ARBEITSAUFTRÄGE ->
1 – Gib aus dem Text über das Mercedes-W123-Taxi die Passage von „Zeitgenössischer Filmausschnitt von“ bis einschließlich „geschichtsträchtige Artikel verspricht.“ wortgetreu wieder.
2 – Fasse den Text über das Mercedes-W123-Taxi in zwei Sätzen zusammen.

Mit dem Mercedes W123 Taxi durch Berlin
Wenn es um einen Mercedes Benz Klassiker geht – wenn es um einen Mercedes W123 geht – wenn es dann auch noch um den W123 als Taxi geht – dann wird es nicht nur interessant für den
Sterne-Blog, dann wird es auch hoch emotional. Schließlich hat der Verfasser dieses Artikels seine Ausbildung 1986 bis 1990, als Taxifahrer in eben diesem Mercedes, verdient. Grund genug also, um seinen Senf zum Auto und zur Zeit beizutragen. Dazu aber später mehr !
Zeitgenössischer Filmausschnitt von Mercedes-Benz Enthusiast Channel 1
In der zweiten Ausgabe, der Mercedes Benz classic aus dem Jahr 2015, blickt der Autor Jochen Fischer und der Fotograf Yves Sucksdorff auf das Berlin am 9 November 1989 zurück. Ein Rückblick, so versprechen es die Bilder, aus einem Mercedes Benz Taxi der Baureihe W123. Wer dieses Hochglanzmagazin aus dem Hause Mercedes-Benz kennt, der weis, dass es nicht vordergründig um die Technik, die Wartung oder um andere Schrauberdetails geht, nein die Mercedes-Benz Classic Zeitung sorgt für das kulturelle Wohlfühlambiente in Verbindung mit den klassischen Fahrzeugen der Marke Mercedes Benz. Das geht für dieses Zeitungsformat auch völlig in Ordnung, aber das Thema Mercedes W123 Taxi, hat wirklich mehr Aufmerksamkeit verdient, als es dieser geschichtsträchtige Artikel verspricht.

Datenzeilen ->
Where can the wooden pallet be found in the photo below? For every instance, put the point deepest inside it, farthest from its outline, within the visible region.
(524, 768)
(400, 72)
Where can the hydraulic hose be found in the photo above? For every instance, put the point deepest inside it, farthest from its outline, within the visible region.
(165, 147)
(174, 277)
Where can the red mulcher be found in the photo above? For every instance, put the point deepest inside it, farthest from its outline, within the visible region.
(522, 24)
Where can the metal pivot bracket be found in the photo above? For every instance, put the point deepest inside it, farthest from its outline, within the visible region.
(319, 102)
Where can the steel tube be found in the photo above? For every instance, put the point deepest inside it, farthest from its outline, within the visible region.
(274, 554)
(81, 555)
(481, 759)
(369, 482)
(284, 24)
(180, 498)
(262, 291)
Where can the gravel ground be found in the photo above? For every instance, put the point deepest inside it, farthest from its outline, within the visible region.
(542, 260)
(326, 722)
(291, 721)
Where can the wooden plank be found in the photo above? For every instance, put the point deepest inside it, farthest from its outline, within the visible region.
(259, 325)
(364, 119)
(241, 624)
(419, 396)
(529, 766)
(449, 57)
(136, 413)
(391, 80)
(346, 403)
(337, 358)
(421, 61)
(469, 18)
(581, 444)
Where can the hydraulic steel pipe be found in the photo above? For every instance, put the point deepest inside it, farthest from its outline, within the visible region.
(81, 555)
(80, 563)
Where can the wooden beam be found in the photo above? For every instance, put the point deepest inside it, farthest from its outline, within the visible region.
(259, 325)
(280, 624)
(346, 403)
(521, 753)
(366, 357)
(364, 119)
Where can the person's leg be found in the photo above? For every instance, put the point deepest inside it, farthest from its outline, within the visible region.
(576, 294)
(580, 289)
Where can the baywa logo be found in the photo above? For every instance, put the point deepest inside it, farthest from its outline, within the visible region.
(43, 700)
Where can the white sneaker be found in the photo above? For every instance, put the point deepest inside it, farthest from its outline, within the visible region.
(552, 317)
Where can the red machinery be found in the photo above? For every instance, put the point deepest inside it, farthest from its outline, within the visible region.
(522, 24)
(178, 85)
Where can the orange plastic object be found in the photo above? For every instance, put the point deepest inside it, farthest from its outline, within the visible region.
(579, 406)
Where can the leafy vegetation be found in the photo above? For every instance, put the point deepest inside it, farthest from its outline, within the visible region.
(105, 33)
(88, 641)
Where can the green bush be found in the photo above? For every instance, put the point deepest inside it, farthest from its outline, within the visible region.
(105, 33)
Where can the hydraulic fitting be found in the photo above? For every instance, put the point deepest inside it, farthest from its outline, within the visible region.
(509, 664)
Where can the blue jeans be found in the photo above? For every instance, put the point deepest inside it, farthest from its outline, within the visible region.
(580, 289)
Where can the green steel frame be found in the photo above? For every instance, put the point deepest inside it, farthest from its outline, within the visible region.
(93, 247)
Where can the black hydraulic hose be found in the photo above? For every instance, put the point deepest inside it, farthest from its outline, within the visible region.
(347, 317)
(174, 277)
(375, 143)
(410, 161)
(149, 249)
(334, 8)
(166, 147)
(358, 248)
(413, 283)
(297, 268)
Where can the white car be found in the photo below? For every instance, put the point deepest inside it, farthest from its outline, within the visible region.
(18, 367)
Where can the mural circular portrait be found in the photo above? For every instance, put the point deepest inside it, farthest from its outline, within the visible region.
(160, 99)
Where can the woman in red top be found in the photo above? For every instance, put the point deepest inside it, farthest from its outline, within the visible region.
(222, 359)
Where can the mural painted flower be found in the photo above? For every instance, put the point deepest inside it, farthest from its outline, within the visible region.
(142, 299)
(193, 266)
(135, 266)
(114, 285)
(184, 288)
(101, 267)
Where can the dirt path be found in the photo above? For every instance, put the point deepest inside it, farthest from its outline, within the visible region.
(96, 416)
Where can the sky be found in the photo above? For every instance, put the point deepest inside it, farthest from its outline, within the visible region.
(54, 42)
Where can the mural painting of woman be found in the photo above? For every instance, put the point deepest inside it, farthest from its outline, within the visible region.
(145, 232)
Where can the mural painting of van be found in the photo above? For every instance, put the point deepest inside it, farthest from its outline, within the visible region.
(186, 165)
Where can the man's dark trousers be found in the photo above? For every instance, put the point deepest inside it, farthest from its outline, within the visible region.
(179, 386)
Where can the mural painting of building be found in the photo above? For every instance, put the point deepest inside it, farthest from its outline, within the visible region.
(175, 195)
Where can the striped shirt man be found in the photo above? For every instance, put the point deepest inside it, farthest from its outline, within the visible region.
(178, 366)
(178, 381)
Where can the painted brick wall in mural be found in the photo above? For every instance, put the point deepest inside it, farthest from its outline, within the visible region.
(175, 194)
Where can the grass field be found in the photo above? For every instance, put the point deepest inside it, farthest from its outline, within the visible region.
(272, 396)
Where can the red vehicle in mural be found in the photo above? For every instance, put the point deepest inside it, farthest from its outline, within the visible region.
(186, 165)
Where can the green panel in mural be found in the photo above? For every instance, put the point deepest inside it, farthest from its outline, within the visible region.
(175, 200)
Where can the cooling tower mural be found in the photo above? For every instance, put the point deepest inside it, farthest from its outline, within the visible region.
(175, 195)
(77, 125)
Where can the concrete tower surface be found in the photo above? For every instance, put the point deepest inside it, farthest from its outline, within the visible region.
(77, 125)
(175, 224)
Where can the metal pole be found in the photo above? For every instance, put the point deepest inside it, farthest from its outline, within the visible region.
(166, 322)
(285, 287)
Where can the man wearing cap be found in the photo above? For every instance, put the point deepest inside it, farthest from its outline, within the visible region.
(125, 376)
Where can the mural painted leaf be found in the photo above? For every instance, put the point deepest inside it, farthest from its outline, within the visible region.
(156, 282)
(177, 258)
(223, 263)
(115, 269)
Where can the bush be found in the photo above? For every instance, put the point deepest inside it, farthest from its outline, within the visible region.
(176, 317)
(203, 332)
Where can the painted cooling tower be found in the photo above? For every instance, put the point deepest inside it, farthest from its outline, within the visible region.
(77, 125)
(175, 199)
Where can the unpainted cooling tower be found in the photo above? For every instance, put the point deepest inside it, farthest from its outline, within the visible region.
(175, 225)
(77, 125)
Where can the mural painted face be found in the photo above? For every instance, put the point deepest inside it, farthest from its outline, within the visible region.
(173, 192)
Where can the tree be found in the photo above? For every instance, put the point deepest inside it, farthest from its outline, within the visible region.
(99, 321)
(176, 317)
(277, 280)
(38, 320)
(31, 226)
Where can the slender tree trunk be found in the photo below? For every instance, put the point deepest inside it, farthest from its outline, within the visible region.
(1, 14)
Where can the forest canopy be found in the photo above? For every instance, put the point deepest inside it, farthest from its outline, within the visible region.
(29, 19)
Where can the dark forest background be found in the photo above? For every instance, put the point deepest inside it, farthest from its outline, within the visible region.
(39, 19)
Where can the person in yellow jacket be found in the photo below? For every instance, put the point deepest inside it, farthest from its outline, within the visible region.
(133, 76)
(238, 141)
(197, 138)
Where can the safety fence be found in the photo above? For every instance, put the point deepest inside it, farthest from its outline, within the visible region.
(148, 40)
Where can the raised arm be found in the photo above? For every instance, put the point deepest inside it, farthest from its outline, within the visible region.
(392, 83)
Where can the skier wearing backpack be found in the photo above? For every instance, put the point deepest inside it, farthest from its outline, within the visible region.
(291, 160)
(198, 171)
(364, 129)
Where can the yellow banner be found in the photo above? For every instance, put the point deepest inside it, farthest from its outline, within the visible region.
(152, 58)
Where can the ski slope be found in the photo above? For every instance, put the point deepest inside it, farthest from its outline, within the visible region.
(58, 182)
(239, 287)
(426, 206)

LÖSUNGSÜBERSICHT ->
1 –
Zeitgenössischer Filmausschnitt von Mercedes-Benz Enthusiast Channel 1
In der zweiten Ausgabe, der Mercedes Benz classic aus dem Jahr 2015, blickt der Autor Jochen Fischer und der Fotograf Yves Sucksdorff auf das Berlin am 9 November 1989 zurück. Ein Rückblick, so versprechen es die Bilder, aus einem Mercedes Benz Taxi der Baureihe W123. Wer dieses Hochglanzmagazin aus dem Hause Mercedes-Benz kennt, der weis, dass es nicht vordergründig um die Technik, die Wartung oder um andere Schrauberdetails geht, nein die Mercedes-Benz Classic Zeitung sorgt für das kulturelle Wohlfühlambiente in Verbindung mit den klassischen Fahrzeugen der Marke Mercedes Benz. Das geht für dieses Zeitungsformat auch völlig in Ordnung, aber das Thema Mercedes W123 Taxi, hat wirklich mehr Aufmerksamkeit verdient, als es dieser geschichtsträchtige Artikel verspricht.

2 – Der Verfasser des Artikels hat sich seine Ausbildung von 1986 bis 1990 als Taxifahrer in einem Mercedes W123 verdient, weshalb das Thema für ihn hoch emotional ist. Die zweite Ausgabe der Mercedes-Benz Classic von 2015 blickt aus einem W123-Taxi auf Berlin am 9. November 1989 zurück, doch hätte das Thema nach Ansicht des Textes mehr Aufmerksamkeit verdient, als dieser Artikel verspricht.